**Yönerge A:**
Aşağıdaki SSK prim borcu metninden "YAŞAR NE YAŞAR NE YAŞAMAZ! CEPHESİNDE" ile başlayıp "ne için geldiniz?" kısmı da dahil olmak üzere devam eden bölümü hiç değiştirmeden yazın.

YAŞAR NE YAŞAR NE YAŞAMAZ! CEPHESİNDE DURUM AYNI!

Gerçek Olay Alıntısı

Ağustos 20, 2024 - 00:11
Ağustos 20, 2024 - 00:11
 0
YAŞAR NE YAŞAR NE YAŞAMAZ!  CEPHESİNDE DURUM AYNI!

-Buyrun, ne için geldiniz?

-SSK prim borcu bildirildi, onunla ilgili görüşmeye geldim.

-Buyrun, ilerleyin, koridorun sonunda sağ tarafta 109 no.lu oda ile görüşün.

-…

“109 no.lu odaya cam mekanından göz atabiliyorum, içeride bir kadın ve bir adam ayakta olduğuna göre hizmet alıyorlar, onlar çıkınca mı girmeli, yoksa birkaç masa ve başında memur olduğundan aynı anda hamle yapılabilir mi?”

(Odaya girip, memur hazretlerinden birinin göz temasını avlamak üzere gözler ferfecr okuyor, ama imkansız.)

Odaya birkaç kez girip çıkan memuru durdurup;

-Prim borçlarıyla hangi masa ilgileniyor acaba?

**Verilen kayıtlar:**
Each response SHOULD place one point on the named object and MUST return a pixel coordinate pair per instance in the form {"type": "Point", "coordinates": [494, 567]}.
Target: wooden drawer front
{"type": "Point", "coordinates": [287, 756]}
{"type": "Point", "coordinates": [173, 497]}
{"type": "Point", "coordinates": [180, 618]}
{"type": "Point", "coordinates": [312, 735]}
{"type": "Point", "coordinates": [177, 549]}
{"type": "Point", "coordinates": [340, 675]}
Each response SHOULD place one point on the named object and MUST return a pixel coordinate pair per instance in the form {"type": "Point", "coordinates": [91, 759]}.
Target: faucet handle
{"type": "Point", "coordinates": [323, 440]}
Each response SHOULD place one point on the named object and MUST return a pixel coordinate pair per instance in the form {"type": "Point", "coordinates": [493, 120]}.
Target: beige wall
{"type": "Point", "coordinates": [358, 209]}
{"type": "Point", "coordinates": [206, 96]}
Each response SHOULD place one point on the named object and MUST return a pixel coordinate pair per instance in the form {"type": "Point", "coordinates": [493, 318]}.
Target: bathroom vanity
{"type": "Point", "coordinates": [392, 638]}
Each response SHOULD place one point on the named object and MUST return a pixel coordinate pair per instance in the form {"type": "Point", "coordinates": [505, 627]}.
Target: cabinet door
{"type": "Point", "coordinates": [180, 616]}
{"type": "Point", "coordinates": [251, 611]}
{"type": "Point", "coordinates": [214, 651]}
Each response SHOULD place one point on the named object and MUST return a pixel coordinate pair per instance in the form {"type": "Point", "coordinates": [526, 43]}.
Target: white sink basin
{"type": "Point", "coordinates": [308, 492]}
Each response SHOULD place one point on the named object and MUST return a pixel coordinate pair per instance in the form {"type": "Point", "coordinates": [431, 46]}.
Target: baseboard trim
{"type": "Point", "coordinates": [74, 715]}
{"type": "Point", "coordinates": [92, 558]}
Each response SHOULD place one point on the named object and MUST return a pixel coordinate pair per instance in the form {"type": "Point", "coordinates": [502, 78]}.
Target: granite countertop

**Yönerge B:**
Yukarıdaki kayıtlarda "Target" kelimesini içeren satırları sayın ve yalnızca sayıyı verin.

**Tam çıktı A:**
YAŞAR NE YAŞAR NE YAŞAMAZ! CEPHESİNDE DURUM AYNI!

Gerçek Olay Alıntısı

Ağustos 20, 2024 - 00:11
Ağustos 20, 2024 - 00:11
 0
YAŞAR NE YAŞAR NE YAŞAMAZ!  CEPHESİNDE DURUM AYNI!

-Buyrun, ne için geldiniz?

**Tam çıktı B:**
8